THE TASK: Continue the blog post on enhanced ebooks and the loss of imagination, starting after its last sentence.

An American Editor

June 1, 2010

Enhanced eBooks & the Death of Imagination

Enhanced ebooks, TV, videos, video games all share a common feature — they stifle imagination and creativity. Enhanced ebooks have a proper role to play in educating people, but perhaps not in educating the very young.

OK, I admit I’m old and that I can remember back to the birth of television, when The Lone Ranger was the hot show. And I can remember picking up a book and letting the words create a picture in my mind. These pictures were born from my understanding of what the words meant. Authors had to create worlds in writing that could be recreated by me. When Robin Hood described Maid Marian, I recreated her in my mind. One day she could be as short as me, the next twice my height. As I grew and aged, so did my mental picture of Maid Marian — all because as I experienced life and gained new insights into my world, I could apply those insights — via my imagination — to Maid Marian and to Robin Hood.

DATA FOR REVIEW:

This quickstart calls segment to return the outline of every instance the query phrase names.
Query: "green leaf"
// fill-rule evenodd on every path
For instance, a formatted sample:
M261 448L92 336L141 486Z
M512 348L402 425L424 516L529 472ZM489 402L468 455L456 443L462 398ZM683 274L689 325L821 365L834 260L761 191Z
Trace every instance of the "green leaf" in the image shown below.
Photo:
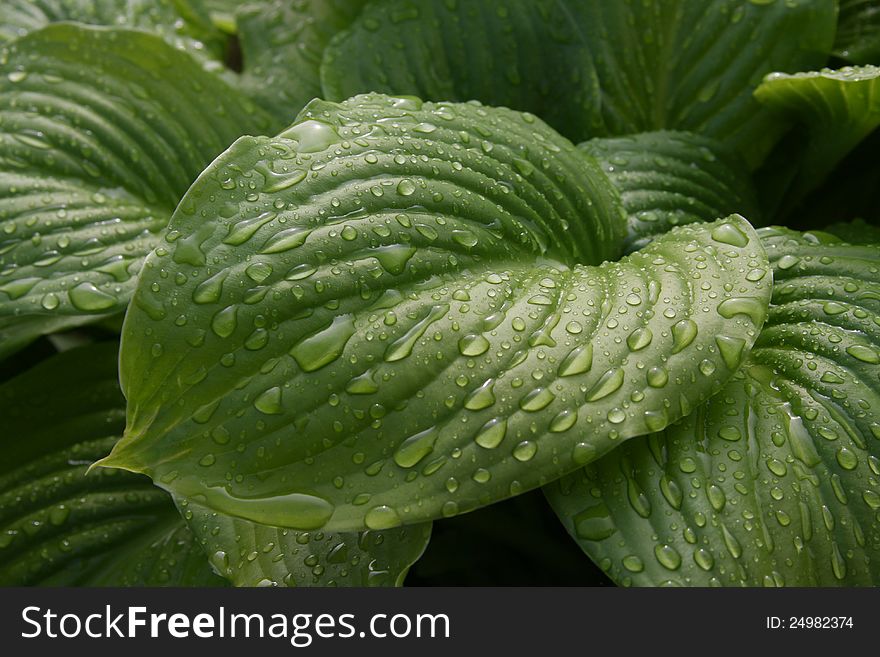
M646 132L580 145L620 191L628 250L673 226L740 213L759 222L745 165L717 142L688 132Z
M0 585L222 584L164 491L86 475L124 426L116 353L73 349L0 385Z
M777 126L752 91L770 71L822 66L835 18L831 0L384 0L324 52L324 95L476 98L575 141L688 130L754 166Z
M825 232L850 244L880 244L880 226L873 226L862 219L832 224Z
M190 183L268 122L150 34L52 25L2 62L0 353L123 311Z
M834 54L853 64L880 64L880 2L841 0Z
M791 210L786 212L784 217L790 227L800 230L825 230L829 223L848 222L853 217L861 217L869 223L880 226L878 149L880 149L880 130L874 130L840 161L821 185L809 192L802 200L790 204ZM796 151L788 151L788 156L792 155L797 155ZM768 160L768 164L772 163L772 160ZM791 163L791 160L787 163L783 161L781 170L786 170ZM758 179L763 180L760 177ZM768 196L772 198L780 189L773 185L774 182L771 178L767 184L761 185L765 200ZM768 191L773 194L768 195ZM775 215L777 221L781 218L783 217L780 214Z
M265 0L235 12L244 70L240 83L281 130L321 96L321 55L367 0Z
M761 174L765 207L786 213L880 125L880 68L773 73L755 97L802 125Z
M582 264L618 252L614 190L505 109L315 102L191 204L126 317L102 465L276 526L388 529L546 483L720 387L769 302L739 217Z
M235 586L401 586L431 523L360 533L298 532L177 500L214 569Z
M223 53L220 36L211 27L201 0L4 0L0 43L58 22L152 32L206 64ZM219 62L213 67L219 68Z
M880 581L880 246L759 233L773 302L737 377L547 488L618 583Z

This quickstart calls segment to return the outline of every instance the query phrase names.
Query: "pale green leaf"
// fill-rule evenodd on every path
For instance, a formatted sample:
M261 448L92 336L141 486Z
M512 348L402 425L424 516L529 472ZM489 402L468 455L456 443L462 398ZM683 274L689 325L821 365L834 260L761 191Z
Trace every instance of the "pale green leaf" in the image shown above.
M0 584L208 586L174 504L149 479L89 465L124 426L117 346L67 351L0 385Z
M0 43L50 23L124 27L152 32L220 68L223 44L201 0L3 0Z
M752 91L822 66L835 18L832 0L381 0L325 51L324 94L475 98L577 141L688 130L754 166L778 126Z
M347 27L366 0L265 0L235 11L243 68L240 84L275 119L289 125L303 106L321 96L324 48Z
M236 586L400 586L431 524L360 533L298 532L178 500L214 569Z
M475 104L313 103L188 207L129 309L102 465L301 530L454 515L666 426L731 376L770 295L740 217L607 262L623 220L598 165Z
M880 580L880 246L759 233L773 302L737 377L546 489L618 583Z
M119 313L204 166L268 117L159 37L51 25L0 65L0 352Z
M626 247L639 249L673 226L760 214L751 177L728 149L689 132L645 132L580 145L620 190Z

YOUR RESPONSE:
Alas, I fear that “enhanced” ebooks will take away the last bastion of imagination. We already know that videos and movies hurt the imaginative process. We watch a movie and we no longer have to imagine the effect of a sword thrust through the chest — it is given to us graphically. We do not have to imagine what happens when a soldier picks up a live grenade and it explodes — the movie tells us clearly. Avatar left nothing for the viewer to self-create, which may be why it was so successful. We do not have to imagine because someone else has already imagined for us. How many of us had one picture of Robin Hood — a picture we created via our imagination when we first read the book — that was supplanted by Errol Flynn’s depiction of Robin Hood after we saw the movie in our youth?

Books — especially books for the preadolescent child — are the last bastion of imagination. When an author describes the heroine, we need to close our eyes and create that picture. We exercise our cognitive abilities. If the author describes a sword thrust to the chest, we imagine it within the limits of our experience and within the limits of our tolerance. These limitations, however, do not exist when we see the result displayed visually in a movie with ever increasing explicitness. (Do I really need to see the intestines falling out of a belly wound? Does it really add to the movie’s value?)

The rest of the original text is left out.